(Task item):
Copy the lines below exactly, starting at the line that contains "Q. Point out the smooth" and stopping after the last line, and include no other lines.

(The input):
►
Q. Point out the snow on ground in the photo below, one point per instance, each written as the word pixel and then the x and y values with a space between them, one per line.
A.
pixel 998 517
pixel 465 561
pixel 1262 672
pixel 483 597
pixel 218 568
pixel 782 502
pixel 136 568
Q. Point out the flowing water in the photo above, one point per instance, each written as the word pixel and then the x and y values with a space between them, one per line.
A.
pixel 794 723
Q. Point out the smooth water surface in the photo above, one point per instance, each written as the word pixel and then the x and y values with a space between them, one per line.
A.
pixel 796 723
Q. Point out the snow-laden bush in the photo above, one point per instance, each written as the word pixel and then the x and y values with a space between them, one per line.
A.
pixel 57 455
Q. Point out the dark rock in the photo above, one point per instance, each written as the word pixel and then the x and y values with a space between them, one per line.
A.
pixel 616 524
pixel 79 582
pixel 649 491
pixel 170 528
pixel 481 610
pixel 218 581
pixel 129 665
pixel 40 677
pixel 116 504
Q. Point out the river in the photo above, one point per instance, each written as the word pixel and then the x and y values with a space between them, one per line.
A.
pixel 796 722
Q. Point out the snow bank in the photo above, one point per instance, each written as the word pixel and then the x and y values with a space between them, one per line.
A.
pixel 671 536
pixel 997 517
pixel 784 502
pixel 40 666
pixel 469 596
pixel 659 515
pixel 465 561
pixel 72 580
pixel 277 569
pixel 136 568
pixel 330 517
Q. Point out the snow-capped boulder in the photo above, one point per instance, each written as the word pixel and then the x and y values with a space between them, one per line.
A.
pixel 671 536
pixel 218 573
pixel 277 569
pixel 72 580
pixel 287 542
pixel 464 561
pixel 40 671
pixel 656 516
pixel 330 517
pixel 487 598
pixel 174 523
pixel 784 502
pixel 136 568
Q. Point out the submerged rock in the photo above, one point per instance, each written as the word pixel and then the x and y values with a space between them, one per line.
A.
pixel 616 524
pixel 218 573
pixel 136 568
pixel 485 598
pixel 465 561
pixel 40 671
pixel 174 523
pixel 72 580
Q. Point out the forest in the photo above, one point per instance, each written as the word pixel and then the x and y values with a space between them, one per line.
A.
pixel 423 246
◄
(Answer to this problem):
Q. Point out the smooth water surface in the photo above, one point per instance, each written as the word pixel and then the x and y values with a space between them, one per line.
A.
pixel 796 723
Q. Point out the snow-laden bush in the photo above, one point per instance, each written as the word pixel and then the x and y values with a space between them, one per line.
A.
pixel 57 455
Q. Point out the dark rock in the photo above, one point per instance, each written as the word pixel and then the x and y values with a space between them, one per line.
A.
pixel 616 524
pixel 79 582
pixel 649 491
pixel 170 528
pixel 481 610
pixel 218 581
pixel 129 665
pixel 40 677
pixel 116 504
Q. Point out the river in the photo above, one point per instance, each written as the word pixel and then the x and y values with a space between them, one per line.
A.
pixel 796 722
Q. Point out the snow bank in the photo above, one point per instance, each written as the word pixel and then the x and y values with a space between them, one per line.
A.
pixel 671 536
pixel 997 517
pixel 784 502
pixel 40 666
pixel 469 596
pixel 659 515
pixel 465 561
pixel 72 580
pixel 277 569
pixel 136 568
pixel 330 517
Q. Point out the snow-capped boulder in the photo above, one point per instance, each written as the word pixel and then the x and y values with a space between them, one per line.
A.
pixel 671 536
pixel 218 573
pixel 277 569
pixel 72 580
pixel 287 542
pixel 464 561
pixel 40 671
pixel 656 516
pixel 330 517
pixel 487 598
pixel 174 523
pixel 784 502
pixel 136 568
Q. Point out the submerged rock in the photo above, one point per instance, each written as the word pixel and then the x and y values with a space between them, one per line.
A.
pixel 616 524
pixel 218 573
pixel 136 568
pixel 485 598
pixel 465 561
pixel 40 671
pixel 174 523
pixel 72 580
Q. Point out the forest in the photo above, one point per instance, each written as the word pixel and then the x and y values with a space between them, one per line.
A.
pixel 423 246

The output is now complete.